### ESTRATTO DEL DOCUMENTO:

Thomas
Merton
Diario di un
testimone colpevole
Garzanti
Alcuni brani del libro
aventi per tema
l’ecumenismo vissuto da un monaco.
Prefazione
Se la Chiesa cattolica rivolge lo sguardo al mondo moderno e alle altre chiese cristiane, e se forse per la prima volta prende seriamente in considerazione le religioni non cristiane così come sono, è necessario che almeno qualche teologo contemplativo e monastico porti un proprio contributo alla discussione. E' appunto ciò che voglio tentare, fra l'altro, con questo libro. Esso presenta i problemi contemporanei nella visione personale di un monaco. La singolarità, l'esistenzialità e la poeticità della loro impostazione s'inquadrano perfettamente nella visione monastica della vita.
Pag.
15-16
Per
leggere la Bibbia bisogna essere ebrei. Chi non lo è fa meglio a richiuderla.
Essa non ha senso per chi non è “spiritualmente ebreo
»,
Il
contenuto spirituale del Vecchio Testamento non si ottiene svuotandolo della sua
sostanza israelitica. Al contrario! Il Nuovo Testamento è la realizzazione di
quel contenuto spirituale, il compimento della promessa fatta ad Abramo e nella
quale Abramo ha creduto. Perciò non
è
mai
una negazione dell'ebraismo ma la sua affermazione. Chi lo ritiene una negazione
non ne ha capito niente.
Non
c'è nulla dello spirito di ghetto in san Benedetto. Ciò che è meraviglioso nella
sua Regola e in lui stesso è quella freschezza e libertà di spirito, quella
sanità mentale e larghezza di vedute, quella salute di cui traboccava la vita
dei primi benedettini.

### RIGHE DI INPUT:

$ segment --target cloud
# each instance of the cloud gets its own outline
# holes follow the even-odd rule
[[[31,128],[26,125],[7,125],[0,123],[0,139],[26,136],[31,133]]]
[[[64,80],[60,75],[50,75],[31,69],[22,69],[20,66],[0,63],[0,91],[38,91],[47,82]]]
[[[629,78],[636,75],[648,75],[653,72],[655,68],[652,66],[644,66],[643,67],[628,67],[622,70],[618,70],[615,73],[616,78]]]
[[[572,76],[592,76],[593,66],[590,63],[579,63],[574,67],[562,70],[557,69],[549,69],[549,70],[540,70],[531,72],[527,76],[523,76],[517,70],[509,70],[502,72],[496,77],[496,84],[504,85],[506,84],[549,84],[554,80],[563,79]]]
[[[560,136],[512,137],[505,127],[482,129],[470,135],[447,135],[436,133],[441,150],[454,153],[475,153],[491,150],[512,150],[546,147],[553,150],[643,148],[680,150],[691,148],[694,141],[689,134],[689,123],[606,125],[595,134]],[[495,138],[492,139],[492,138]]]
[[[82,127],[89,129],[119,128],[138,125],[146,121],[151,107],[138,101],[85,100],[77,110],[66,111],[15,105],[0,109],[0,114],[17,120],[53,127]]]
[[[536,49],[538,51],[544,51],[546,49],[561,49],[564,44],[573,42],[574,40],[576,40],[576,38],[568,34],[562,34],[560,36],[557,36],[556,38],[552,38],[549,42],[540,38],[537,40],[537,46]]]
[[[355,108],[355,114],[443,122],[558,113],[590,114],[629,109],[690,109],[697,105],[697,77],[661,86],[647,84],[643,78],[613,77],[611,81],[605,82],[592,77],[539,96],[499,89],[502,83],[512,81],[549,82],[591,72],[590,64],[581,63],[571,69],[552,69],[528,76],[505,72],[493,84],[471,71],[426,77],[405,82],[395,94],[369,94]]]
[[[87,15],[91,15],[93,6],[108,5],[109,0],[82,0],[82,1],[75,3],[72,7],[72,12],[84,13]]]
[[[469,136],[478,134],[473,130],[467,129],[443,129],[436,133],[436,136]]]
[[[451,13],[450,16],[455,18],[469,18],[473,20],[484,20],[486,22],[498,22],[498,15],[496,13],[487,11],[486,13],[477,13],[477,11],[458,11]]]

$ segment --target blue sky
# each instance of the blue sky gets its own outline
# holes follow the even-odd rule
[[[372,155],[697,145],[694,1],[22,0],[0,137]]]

### CONSEGNA SCRITTA A:
Nelle righe di input, dalla riga che contiene "--target blue sky" fino all'ultima riga, entrambe incluse, sostituisci "blue sky" con "clear sky". Riporta solo quelle righe, senza altre modifiche.
### CONSEGNA SCRITTA B:
Continua il testo sull'ecumenismo vissuto da un monaco a partire dall'ultima frase riportata.

### RISPOSTA A:
$ segment --target clear sky
# each instance of the clear sky gets its own outline
# holes follow the even-odd rule
[[[372,155],[697,145],[694,1],[22,0],[0,137]]]

### RISPOSTA B:
La
stessa sanità e lo stesso respiro ritroviamo nei primi commentari della Regola,
come quelli di Smaragdo, di Ildemaro e quindi di Warnefrido.
Ma
quando il monastero si ripiega su se stesso interpretando le interpretazioni
delle interpretazioni, diventa un ghetto. Le riforme troppo esclusivamente
concentrate su un
«ritorno
alla lettera» finiscono con l'essere prese in un groviglio di interpretazioni, e
per poco non rompono l'incanto. Mentre si propongono di immettere una ventata di
aria fresca, in realtà non fanno che aumentare il pericolo di soffocamento
perché chiudono tutte le finestre che guardano sul mondo o verso il cielo.
L'aria del mondo esterno non è aria pura. Aprire la porta e uscire per le strade
non è una soluzione. L'aria pura di cui abbiamo bisogno è il respiro nitido
dello Spirito Santo, che viene come il vento e soffia dove gli piace. La
finestra deve quindi aprirsi o potersi aprire in tutte le direzioni.
È
un
errore sprangare porte e finestre per trattenere in convento lo Spirito Santo.
L'atto stesso di sprangare porte e finestre a questo fine può essere fatale.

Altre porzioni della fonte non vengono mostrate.